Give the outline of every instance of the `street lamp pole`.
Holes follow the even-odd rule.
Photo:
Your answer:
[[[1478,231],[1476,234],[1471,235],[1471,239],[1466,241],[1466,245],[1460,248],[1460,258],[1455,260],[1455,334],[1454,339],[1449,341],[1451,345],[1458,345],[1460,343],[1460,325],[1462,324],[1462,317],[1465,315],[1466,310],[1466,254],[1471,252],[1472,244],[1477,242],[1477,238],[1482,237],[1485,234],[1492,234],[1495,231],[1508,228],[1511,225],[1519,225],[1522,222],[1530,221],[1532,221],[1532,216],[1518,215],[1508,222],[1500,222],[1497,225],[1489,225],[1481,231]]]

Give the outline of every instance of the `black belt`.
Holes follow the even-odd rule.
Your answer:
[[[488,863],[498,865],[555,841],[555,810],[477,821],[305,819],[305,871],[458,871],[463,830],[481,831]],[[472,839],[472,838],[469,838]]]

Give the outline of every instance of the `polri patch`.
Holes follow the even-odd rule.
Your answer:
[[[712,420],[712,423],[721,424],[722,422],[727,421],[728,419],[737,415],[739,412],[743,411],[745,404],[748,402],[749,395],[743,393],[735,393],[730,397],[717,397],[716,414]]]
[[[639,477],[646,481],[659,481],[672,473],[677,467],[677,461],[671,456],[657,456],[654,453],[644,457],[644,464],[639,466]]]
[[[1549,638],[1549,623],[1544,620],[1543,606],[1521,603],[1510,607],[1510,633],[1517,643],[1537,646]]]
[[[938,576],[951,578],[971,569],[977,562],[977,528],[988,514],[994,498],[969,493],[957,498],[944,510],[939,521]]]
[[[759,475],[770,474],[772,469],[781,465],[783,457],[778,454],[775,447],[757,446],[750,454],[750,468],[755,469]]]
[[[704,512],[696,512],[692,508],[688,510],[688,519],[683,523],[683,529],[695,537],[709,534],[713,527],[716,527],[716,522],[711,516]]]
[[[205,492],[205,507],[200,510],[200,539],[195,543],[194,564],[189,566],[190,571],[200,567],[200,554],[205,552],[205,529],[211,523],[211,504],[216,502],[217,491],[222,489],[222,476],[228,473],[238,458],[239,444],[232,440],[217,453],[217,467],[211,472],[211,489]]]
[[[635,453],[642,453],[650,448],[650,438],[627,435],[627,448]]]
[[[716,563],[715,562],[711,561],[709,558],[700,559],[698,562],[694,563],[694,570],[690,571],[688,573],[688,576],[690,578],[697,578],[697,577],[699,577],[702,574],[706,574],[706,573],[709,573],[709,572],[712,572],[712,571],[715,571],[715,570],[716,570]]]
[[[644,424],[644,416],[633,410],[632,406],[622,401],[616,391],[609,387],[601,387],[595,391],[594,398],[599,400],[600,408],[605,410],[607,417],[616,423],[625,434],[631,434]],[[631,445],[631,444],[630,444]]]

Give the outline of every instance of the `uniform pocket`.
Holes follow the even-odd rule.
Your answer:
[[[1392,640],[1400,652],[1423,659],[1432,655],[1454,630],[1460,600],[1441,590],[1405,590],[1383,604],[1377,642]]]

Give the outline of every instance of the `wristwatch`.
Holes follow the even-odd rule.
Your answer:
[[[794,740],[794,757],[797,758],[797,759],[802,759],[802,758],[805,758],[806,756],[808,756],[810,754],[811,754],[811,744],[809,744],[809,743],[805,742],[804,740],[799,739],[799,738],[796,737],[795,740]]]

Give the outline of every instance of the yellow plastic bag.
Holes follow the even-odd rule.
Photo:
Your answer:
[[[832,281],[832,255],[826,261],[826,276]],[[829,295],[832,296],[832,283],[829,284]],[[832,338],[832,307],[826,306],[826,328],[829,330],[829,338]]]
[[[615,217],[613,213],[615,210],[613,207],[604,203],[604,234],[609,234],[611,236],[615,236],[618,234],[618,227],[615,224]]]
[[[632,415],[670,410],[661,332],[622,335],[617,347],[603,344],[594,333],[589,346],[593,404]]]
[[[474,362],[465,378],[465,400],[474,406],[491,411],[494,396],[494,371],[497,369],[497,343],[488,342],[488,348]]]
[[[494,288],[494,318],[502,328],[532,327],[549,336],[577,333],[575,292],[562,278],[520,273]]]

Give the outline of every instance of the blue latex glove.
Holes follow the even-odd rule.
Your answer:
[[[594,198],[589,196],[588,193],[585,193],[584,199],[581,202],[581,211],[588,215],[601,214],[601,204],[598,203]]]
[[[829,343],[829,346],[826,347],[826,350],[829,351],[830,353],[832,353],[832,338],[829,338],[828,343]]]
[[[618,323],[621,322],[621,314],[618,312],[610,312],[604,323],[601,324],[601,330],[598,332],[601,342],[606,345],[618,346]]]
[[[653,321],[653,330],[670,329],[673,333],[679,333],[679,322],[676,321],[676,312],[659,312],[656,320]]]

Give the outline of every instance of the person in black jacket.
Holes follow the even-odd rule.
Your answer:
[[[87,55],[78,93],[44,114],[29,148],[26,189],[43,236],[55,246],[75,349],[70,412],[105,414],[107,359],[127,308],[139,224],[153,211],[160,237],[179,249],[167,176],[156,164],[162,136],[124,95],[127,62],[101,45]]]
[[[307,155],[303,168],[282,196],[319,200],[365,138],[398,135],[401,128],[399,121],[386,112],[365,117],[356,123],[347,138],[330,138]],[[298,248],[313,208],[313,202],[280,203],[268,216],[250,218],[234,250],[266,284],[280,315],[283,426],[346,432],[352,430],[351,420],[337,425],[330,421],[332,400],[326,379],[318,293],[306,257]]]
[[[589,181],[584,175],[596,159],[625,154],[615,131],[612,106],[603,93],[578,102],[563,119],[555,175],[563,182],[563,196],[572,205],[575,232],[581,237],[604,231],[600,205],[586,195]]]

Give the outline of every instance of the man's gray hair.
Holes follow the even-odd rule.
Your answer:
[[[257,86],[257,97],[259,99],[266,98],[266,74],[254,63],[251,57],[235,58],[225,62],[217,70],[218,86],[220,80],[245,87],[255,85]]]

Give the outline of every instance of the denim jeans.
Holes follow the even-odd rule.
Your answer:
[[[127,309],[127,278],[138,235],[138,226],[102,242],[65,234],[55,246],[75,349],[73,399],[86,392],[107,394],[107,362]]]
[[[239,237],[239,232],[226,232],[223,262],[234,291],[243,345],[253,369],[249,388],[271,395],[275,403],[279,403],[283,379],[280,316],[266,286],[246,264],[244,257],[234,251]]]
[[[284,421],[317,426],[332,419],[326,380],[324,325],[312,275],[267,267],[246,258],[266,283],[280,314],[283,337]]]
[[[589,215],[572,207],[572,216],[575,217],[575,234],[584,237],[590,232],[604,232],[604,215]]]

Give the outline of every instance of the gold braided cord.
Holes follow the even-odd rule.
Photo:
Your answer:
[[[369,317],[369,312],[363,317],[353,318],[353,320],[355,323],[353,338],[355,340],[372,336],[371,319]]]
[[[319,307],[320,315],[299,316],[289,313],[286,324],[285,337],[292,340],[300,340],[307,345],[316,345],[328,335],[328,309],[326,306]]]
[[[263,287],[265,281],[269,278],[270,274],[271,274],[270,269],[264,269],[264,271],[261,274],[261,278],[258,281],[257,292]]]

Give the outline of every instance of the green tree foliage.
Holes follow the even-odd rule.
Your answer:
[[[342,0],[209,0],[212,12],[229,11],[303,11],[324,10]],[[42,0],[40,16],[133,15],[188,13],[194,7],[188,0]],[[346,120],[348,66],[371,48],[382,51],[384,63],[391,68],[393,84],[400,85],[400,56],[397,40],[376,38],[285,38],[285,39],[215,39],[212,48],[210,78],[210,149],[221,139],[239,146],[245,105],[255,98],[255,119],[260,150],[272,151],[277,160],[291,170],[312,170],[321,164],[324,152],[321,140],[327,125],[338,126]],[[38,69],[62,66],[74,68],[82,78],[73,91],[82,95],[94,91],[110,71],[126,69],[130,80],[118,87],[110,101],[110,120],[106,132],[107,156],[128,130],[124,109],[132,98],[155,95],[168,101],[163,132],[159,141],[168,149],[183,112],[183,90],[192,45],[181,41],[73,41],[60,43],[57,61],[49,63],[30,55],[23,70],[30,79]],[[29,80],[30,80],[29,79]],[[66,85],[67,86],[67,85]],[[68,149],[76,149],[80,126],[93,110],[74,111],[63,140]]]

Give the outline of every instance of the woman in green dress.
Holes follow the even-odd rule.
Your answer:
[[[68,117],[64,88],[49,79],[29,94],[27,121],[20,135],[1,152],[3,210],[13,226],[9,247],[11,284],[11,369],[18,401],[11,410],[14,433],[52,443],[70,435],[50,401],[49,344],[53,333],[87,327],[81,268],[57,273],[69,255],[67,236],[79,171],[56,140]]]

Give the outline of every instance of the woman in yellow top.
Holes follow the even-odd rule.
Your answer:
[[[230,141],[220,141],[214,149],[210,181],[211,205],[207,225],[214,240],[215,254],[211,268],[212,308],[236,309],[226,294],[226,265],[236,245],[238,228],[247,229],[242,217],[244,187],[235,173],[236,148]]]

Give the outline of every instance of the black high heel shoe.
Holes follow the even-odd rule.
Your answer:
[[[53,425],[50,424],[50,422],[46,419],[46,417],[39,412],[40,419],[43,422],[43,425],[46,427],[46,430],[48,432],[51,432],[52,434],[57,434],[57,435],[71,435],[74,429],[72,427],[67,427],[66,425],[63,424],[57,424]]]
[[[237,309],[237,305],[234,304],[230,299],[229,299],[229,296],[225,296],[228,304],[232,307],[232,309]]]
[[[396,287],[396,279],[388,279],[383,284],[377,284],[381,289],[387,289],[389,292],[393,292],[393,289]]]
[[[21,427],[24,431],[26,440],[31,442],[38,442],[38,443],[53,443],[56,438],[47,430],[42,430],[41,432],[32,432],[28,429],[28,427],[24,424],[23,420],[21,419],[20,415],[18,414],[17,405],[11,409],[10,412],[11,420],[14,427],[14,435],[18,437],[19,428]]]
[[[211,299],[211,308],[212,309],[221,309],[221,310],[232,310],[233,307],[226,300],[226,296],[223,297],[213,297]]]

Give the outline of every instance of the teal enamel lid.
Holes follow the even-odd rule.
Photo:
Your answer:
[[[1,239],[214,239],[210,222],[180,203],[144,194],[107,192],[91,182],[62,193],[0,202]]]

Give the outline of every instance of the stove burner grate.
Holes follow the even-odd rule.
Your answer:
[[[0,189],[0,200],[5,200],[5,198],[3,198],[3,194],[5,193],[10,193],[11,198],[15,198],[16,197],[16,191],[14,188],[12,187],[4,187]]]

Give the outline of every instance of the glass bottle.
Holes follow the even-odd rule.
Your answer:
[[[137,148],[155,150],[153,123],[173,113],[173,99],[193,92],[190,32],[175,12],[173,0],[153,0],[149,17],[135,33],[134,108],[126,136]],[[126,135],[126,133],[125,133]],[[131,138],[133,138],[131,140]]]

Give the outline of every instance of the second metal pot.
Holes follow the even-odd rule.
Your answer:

---

--- Aim of the task ---
Reply with only the number of lines in the entries that contain the word "yellow".

--- Exercise response ---
2